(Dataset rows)
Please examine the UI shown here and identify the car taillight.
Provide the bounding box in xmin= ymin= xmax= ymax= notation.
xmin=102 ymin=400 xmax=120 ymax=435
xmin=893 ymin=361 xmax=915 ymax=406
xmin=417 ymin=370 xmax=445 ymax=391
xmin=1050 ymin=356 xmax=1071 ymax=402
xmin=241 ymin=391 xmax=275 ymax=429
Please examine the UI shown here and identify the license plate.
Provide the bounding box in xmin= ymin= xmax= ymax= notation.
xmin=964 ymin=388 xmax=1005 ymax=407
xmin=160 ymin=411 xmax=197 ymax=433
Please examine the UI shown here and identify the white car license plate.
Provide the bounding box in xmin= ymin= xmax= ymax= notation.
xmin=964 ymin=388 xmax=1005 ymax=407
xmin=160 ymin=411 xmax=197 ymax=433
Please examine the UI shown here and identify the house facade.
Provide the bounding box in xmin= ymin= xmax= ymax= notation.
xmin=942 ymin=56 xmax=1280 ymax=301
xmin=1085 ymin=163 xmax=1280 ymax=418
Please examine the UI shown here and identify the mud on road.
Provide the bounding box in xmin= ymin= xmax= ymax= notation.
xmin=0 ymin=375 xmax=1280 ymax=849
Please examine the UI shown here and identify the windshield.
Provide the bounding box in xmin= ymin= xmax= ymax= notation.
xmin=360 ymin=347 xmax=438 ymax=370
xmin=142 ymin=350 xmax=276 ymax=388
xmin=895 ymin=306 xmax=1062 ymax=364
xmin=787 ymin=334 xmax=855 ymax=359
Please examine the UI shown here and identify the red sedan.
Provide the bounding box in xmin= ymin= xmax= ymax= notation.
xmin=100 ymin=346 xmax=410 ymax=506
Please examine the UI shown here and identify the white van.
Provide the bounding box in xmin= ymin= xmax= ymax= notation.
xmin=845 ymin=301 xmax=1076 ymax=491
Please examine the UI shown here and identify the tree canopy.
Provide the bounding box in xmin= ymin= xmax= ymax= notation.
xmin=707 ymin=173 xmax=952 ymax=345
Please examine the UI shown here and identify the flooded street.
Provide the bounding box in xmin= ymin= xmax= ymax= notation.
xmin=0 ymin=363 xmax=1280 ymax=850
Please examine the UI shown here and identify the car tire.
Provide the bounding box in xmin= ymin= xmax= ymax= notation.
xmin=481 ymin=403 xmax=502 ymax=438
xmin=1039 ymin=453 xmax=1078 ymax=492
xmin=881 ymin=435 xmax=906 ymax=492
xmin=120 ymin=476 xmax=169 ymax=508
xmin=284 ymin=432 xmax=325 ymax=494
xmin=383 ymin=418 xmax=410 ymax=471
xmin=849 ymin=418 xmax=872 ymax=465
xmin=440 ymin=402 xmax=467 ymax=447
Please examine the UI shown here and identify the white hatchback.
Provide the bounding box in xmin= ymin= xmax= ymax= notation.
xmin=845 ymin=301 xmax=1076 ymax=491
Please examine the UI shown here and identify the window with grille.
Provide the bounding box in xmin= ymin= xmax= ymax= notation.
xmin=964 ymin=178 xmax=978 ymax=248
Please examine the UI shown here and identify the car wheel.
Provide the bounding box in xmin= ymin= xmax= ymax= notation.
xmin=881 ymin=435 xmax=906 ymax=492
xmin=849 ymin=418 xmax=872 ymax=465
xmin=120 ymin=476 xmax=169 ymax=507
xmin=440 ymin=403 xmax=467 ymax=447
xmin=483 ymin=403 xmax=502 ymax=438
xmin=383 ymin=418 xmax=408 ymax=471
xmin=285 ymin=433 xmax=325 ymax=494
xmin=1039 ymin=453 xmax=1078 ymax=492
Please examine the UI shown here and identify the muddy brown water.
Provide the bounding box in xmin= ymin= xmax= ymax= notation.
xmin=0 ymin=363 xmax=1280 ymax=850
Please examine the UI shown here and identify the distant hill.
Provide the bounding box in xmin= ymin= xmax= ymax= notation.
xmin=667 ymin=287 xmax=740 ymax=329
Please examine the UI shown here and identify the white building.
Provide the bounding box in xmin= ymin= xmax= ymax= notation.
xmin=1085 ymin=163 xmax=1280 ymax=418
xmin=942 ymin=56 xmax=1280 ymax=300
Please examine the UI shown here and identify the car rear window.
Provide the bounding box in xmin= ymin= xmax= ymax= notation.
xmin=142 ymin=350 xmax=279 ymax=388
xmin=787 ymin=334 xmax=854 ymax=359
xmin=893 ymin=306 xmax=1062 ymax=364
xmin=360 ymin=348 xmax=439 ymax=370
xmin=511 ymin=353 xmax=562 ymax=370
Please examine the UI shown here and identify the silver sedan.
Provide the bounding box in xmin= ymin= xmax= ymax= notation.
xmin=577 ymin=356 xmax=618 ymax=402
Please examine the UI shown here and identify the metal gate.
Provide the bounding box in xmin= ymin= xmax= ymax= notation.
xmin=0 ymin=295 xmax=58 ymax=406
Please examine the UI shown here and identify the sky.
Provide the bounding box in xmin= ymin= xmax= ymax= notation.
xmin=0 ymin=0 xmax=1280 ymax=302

• Exercise
Rewrite the stretch of material from its start through the line containing "xmin=787 ymin=334 xmax=855 ymax=359", copying every line and shifting each bounding box coordinate by -100.

• In response
Please examine the UI shown here and identify the car taillight.
Provide the bounding box in xmin= ymin= xmax= ymax= notation.
xmin=2 ymin=300 xmax=20 ymax=335
xmin=793 ymin=261 xmax=815 ymax=306
xmin=317 ymin=270 xmax=345 ymax=291
xmin=950 ymin=256 xmax=971 ymax=302
xmin=141 ymin=291 xmax=175 ymax=329
Please examine the UI shown here and identify the license plate.
Provide the bounding box in xmin= ymin= xmax= ymax= notation.
xmin=864 ymin=288 xmax=905 ymax=307
xmin=60 ymin=311 xmax=97 ymax=333
Please examine the UI shown here and identify the white car license plate.
Provide the bounding box in xmin= ymin= xmax= ymax= notation.
xmin=864 ymin=288 xmax=905 ymax=307
xmin=60 ymin=311 xmax=97 ymax=333
Please examine the UI shown here and identify the house facade.
Provide the bounding box in xmin= ymin= xmax= ymax= notation.
xmin=842 ymin=-44 xmax=1180 ymax=201
xmin=985 ymin=63 xmax=1180 ymax=318
Please examine the UI shown here and identify the mud on road.
Provide the bounding box in xmin= ymin= xmax= ymax= notation.
xmin=-100 ymin=275 xmax=1180 ymax=749
Please examine the UI shown here and identify the windshield.
Provide the bounding box in xmin= ymin= xmax= ymax= notation.
xmin=260 ymin=247 xmax=338 ymax=270
xmin=42 ymin=250 xmax=176 ymax=288
xmin=795 ymin=206 xmax=962 ymax=264
xmin=687 ymin=234 xmax=755 ymax=259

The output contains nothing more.